AVAILABLE DATA:
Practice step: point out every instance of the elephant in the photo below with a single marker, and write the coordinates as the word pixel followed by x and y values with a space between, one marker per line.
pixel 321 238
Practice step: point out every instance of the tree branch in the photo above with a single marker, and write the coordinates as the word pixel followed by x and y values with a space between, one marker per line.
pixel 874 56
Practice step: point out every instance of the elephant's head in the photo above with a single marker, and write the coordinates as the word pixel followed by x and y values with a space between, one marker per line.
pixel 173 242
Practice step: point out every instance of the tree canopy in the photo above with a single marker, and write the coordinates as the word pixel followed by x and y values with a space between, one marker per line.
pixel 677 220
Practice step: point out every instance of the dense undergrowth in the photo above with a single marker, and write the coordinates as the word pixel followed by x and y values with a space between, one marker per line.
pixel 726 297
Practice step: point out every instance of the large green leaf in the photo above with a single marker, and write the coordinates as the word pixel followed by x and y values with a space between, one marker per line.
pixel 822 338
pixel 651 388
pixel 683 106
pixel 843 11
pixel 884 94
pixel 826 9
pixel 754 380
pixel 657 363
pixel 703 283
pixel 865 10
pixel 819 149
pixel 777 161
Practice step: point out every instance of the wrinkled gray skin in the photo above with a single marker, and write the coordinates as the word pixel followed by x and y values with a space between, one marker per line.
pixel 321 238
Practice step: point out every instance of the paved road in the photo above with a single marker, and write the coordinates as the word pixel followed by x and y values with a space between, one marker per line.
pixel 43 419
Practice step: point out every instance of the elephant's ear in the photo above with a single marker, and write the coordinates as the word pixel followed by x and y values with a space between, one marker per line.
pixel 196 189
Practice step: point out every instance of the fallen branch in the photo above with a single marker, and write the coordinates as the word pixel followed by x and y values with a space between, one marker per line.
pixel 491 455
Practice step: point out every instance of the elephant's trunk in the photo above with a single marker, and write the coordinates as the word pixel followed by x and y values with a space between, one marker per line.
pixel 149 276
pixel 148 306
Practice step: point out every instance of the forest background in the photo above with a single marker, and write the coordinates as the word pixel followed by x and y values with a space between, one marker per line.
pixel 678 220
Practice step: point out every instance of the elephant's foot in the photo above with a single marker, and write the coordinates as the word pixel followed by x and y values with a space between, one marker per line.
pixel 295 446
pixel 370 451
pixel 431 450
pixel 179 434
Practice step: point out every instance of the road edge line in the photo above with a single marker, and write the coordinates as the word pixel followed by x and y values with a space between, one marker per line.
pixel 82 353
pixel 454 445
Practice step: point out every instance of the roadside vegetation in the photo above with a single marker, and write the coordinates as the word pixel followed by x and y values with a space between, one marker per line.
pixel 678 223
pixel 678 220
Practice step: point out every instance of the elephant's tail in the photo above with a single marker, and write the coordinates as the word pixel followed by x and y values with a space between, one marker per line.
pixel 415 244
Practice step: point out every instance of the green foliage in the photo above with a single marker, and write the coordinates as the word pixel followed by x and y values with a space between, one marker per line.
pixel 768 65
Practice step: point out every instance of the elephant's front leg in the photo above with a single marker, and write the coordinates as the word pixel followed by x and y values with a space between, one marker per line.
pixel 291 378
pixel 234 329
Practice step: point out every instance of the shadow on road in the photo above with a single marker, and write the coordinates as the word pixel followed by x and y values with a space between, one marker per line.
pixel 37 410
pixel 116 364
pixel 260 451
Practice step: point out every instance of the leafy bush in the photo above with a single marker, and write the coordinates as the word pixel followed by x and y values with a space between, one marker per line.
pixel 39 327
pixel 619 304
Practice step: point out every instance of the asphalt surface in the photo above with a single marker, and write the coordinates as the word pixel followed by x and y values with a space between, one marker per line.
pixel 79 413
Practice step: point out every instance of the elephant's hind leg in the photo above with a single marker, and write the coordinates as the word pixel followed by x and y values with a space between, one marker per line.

TO DO:
All of the material must appear again, exactly as given.

RESULT OF THE EXERCISE:
Practice step: point out every instance of the elephant in the photo below with a single marker, and write the coordinates as the word pixel followed by x and y values with a space between, one marker per line.
pixel 321 238
Practice step: point out every instance of the tree branch in the photo above with a single marker, and write the coordinates as the word pixel followed by x and y values with a space between, one marker per line.
pixel 874 56
Practice step: point out every instance of the elephant's head in the photo above with a single marker, and write the coordinates as the word pixel followed by x and y values with a space between, one marker per line.
pixel 173 242
Practice step: point out every instance of the tree canopy in the photo above with a single marker, and write the coordinates as the word pixel followed by x and y values with a space between, one marker per line.
pixel 677 220
Practice step: point out every instance of the dense undergrowth in the photo above with a single marker, and write the coordinates as the word pixel followed by x and y values with a space between, one marker per line.
pixel 726 297
Practice step: point out every instance of the large green leaf in the photo above with a single marker, and write the coordinates as the word pixel followed by x and y values with a space between, one marker per line.
pixel 822 338
pixel 651 388
pixel 683 106
pixel 843 11
pixel 884 94
pixel 826 9
pixel 754 380
pixel 657 363
pixel 703 283
pixel 865 10
pixel 819 149
pixel 777 161
Practice step: point out every instance of the wrinkled gray skin in the photo above with a single marker, and write the coordinates as the word pixel followed by x and y values with a space between, one marker per line.
pixel 321 238
Practice step: point out every instance of the paved road in the photo above with a single marker, and write the coordinates as the word pixel followed by x and y values with a space between, one marker per line.
pixel 43 419
Practice step: point out every instance of the elephant's ear in the photo above with a single marker, and write the coordinates as the word pixel followed by x and y values with a space between, one marker per line.
pixel 196 189
Practice step: point out every instance of the fallen branch in the photo above with a single marker, and write the coordinates as the word pixel followed by x and y values with a space between, one marker per line.
pixel 491 455
Practice step: point out every instance of the elephant's trunk in the photo above with a single marker, and write the coordinates as the word pixel followed by x and y values with a space between, one marker per line.
pixel 149 276
pixel 148 306
Practice step: point out every instance of the forest background in the photo above with a single marker, and write the coordinates as the word pixel followed by x and y values with a space between, one marker per line.
pixel 678 220
Practice step: point out every instance of the elephant's foot in the photo above with a single marker, and write the coordinates as the word pixel followed by x and y values with a space between, one marker per line.
pixel 295 446
pixel 370 451
pixel 431 450
pixel 179 434
Practice step: point out every instance of the road edge line in the photo above with a single marker, and write the coordinates as the word pixel followed by x and y values with a space between, one marker per line.
pixel 82 353
pixel 454 445
Practice step: point out every instance of the roadside vegetation in the photo above with a single marker, and write the coordinates as the word pixel followed by x and y values with a space between, one marker per line.
pixel 678 223
pixel 678 220
Practice step: point out every instance of the elephant's tail in the photo above with a single marker, and write the coordinates as the word pixel followed by x and y values with a space between, one marker per line.
pixel 415 244
Practice step: point out every instance of the green foliage in the photo above with a single marker, and write the coordinates as the word pixel followed by x and y values with a space between, one marker per line.
pixel 768 65
Practice step: point out every instance of the elephant's front leg in the photo above with a single marker, and write the coordinates as the word pixel followed by x and y values with a space between, one marker per line.
pixel 291 378
pixel 234 329
Practice step: point out every instance of the shadow on road in the photo above with a single marker, and write the coordinates as the word pixel followed by x and y values with a space between, one marker per line.
pixel 37 410
pixel 116 364
pixel 260 451
Practice step: point out every instance of the leafy bush in the photo above with a single marker, and write the coordinates as the word pixel followed by x and y values with a space between, one marker per line.
pixel 39 327
pixel 619 304
Practice step: point out every instance of the asphalt surface in the photo above with a single marker, and write the coordinates as the word pixel followed by x and y values with a space between, one marker per line.
pixel 79 413
Practice step: point out every instance of the elephant's hind leg in the photo above with a single marker, and write the coordinates as the word pixel followed by x and y values with a space between, one marker per line.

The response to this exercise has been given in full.